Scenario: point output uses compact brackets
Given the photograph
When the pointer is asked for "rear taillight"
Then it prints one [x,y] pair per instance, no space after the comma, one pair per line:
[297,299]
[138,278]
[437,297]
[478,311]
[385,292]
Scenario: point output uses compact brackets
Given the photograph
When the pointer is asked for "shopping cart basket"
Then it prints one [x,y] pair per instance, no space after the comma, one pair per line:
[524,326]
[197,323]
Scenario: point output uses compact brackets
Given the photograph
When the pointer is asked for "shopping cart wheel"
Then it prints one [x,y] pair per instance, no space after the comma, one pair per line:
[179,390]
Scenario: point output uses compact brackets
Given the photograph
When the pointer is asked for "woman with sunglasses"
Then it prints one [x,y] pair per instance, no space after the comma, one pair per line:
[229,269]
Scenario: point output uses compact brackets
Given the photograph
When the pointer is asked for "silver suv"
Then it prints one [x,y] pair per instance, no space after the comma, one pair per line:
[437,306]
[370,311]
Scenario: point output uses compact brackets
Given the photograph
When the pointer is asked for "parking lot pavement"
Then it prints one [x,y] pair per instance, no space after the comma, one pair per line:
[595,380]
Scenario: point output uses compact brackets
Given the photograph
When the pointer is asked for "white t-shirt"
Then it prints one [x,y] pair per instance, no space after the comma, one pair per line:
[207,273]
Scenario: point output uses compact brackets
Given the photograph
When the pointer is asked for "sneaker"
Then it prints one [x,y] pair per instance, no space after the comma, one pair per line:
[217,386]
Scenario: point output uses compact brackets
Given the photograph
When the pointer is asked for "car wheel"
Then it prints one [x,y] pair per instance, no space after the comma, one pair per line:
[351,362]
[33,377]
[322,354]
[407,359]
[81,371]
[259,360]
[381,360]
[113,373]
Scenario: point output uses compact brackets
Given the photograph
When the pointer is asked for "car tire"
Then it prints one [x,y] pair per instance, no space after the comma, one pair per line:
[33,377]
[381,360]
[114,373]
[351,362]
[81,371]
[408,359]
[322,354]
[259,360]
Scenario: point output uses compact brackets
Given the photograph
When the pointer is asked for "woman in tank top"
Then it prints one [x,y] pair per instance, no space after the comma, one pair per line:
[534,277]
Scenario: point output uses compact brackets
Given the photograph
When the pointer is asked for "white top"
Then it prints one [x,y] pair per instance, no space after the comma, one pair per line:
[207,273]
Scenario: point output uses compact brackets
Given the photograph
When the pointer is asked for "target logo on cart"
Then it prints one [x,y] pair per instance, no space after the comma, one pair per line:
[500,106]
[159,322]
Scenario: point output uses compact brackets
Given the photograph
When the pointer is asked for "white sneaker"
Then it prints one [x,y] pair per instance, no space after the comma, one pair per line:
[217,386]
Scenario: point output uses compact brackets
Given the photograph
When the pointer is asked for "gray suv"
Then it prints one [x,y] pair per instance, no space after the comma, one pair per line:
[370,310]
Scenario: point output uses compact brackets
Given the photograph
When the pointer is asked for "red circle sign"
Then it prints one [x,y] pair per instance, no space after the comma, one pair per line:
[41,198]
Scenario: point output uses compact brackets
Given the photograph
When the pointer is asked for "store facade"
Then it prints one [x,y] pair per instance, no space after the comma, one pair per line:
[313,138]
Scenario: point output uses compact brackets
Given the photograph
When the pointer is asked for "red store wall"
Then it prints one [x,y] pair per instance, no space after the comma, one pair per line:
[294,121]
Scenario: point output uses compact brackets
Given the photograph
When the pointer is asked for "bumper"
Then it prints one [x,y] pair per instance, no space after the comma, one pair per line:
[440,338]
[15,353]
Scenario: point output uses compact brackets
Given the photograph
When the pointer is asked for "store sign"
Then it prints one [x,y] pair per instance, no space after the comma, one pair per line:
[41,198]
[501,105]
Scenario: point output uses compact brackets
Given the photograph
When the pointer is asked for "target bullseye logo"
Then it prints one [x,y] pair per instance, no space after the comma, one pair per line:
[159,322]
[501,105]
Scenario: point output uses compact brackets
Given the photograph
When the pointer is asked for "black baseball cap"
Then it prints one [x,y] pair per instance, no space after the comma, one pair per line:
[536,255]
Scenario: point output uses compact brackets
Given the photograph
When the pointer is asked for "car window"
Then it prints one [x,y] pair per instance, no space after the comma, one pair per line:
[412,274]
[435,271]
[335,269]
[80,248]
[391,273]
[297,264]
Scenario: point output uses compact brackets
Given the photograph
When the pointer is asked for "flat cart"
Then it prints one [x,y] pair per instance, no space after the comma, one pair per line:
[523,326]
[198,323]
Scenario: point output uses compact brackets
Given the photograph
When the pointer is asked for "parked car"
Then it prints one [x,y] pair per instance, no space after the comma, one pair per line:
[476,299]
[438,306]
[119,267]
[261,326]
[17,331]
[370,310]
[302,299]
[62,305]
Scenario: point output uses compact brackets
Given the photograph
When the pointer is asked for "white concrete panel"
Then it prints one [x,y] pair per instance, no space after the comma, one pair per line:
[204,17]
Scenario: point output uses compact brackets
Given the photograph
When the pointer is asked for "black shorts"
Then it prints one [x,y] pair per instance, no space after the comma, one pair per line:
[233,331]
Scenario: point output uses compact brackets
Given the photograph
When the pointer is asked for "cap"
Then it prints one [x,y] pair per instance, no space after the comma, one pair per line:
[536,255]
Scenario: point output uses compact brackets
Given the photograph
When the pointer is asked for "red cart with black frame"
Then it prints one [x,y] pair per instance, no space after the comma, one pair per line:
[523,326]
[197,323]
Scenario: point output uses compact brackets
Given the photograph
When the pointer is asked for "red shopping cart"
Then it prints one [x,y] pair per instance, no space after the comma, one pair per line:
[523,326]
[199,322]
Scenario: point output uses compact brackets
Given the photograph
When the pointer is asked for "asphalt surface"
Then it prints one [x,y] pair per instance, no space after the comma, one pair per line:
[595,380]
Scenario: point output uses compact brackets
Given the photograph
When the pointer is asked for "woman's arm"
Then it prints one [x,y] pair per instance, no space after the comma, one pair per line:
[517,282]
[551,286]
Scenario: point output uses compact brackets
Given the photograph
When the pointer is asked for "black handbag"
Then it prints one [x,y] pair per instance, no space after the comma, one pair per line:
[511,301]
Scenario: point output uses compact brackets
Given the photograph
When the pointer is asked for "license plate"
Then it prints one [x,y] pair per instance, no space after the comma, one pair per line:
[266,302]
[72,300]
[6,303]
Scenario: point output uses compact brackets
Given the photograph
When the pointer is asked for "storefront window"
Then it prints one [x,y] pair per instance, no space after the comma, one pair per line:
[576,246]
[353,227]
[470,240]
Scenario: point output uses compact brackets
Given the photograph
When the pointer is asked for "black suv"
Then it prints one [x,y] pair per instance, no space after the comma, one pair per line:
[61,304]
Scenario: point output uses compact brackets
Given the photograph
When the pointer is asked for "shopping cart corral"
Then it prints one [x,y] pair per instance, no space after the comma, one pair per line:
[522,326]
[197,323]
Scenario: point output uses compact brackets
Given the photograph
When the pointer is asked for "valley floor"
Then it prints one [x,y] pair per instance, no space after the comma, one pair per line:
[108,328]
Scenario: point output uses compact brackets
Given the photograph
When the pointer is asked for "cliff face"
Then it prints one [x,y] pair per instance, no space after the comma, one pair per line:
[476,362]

> _What the task requires_
Consider the entries above and return each line with the string "logo".

> _Output for this exercise_
When the pointer is asked for "target logo on cart"
When the pointer is asked for "target bullseye logo"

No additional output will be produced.